● **Activity**
Filter the entries that follow, copying every line in which the word "target" appears.

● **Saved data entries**
::::

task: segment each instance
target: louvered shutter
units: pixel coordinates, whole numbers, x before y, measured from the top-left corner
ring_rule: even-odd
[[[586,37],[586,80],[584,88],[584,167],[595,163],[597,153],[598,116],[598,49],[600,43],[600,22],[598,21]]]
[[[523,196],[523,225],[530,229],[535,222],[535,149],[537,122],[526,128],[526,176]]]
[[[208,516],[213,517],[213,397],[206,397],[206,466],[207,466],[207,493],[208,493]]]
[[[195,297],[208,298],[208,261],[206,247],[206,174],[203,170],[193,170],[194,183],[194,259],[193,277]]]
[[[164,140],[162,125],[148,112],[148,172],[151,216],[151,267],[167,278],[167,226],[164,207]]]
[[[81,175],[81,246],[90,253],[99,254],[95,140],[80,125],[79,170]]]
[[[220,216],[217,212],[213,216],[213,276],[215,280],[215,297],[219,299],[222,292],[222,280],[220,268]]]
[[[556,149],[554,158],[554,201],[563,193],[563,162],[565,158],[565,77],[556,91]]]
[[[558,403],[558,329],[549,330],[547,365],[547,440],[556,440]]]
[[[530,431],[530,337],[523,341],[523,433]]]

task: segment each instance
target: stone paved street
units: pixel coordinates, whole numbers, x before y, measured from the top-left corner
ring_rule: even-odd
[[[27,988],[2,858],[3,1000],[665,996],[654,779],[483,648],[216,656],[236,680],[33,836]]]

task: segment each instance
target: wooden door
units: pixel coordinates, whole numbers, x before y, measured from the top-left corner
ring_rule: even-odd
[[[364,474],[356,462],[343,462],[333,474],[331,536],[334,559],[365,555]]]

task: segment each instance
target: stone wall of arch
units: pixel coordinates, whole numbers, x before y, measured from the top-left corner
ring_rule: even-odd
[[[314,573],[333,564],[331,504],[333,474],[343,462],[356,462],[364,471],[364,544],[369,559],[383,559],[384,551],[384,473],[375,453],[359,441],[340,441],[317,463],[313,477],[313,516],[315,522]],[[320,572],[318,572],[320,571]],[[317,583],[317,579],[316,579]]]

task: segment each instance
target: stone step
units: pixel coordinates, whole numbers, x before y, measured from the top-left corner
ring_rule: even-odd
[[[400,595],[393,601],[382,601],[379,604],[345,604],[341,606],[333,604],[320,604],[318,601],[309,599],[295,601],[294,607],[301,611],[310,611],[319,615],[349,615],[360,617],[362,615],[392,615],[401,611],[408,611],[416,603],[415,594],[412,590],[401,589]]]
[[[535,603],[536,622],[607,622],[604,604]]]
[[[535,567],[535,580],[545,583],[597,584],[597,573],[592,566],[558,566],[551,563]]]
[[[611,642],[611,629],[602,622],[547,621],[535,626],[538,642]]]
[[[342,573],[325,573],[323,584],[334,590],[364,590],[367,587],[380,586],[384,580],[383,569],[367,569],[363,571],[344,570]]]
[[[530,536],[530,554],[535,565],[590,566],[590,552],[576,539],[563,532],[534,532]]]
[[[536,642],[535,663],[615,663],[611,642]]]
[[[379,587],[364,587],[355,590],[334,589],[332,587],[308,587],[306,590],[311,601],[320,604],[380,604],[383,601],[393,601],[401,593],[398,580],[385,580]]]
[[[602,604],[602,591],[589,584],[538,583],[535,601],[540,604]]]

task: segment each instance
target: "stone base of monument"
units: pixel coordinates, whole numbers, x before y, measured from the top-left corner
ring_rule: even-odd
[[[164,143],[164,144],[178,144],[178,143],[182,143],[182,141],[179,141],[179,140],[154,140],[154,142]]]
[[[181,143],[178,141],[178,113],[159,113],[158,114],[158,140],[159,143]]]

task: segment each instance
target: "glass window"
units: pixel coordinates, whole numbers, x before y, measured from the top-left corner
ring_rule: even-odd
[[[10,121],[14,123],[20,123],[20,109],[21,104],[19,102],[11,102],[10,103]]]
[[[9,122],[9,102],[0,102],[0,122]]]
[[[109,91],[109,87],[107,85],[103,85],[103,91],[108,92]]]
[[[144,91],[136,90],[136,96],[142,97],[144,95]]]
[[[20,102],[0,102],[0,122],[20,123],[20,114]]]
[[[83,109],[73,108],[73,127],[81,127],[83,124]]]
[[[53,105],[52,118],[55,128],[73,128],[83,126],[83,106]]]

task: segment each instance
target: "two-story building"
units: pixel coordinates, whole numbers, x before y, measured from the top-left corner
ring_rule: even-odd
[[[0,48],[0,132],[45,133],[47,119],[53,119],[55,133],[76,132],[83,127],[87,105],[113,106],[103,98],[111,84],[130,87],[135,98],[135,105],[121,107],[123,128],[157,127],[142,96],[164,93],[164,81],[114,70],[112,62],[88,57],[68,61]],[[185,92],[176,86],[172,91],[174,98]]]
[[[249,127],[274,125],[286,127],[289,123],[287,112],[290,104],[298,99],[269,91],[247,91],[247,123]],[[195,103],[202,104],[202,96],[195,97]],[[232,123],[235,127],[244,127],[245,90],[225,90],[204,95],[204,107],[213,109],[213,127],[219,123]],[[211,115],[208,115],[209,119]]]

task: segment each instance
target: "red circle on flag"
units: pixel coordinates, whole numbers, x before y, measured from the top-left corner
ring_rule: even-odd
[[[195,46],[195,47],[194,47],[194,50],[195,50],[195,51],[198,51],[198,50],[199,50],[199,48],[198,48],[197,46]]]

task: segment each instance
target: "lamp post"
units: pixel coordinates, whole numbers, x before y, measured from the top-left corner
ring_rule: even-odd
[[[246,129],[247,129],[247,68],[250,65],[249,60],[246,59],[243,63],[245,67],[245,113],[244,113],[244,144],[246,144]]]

::::

● **Solution to the exercise**
target: louvered shutter
target: stone paved street
target: wooden door
target: stone wall of arch
target: stone step
target: "stone base of monument"
target: "glass window"
target: "two-story building"
target: "red circle on flag"
target: "lamp post"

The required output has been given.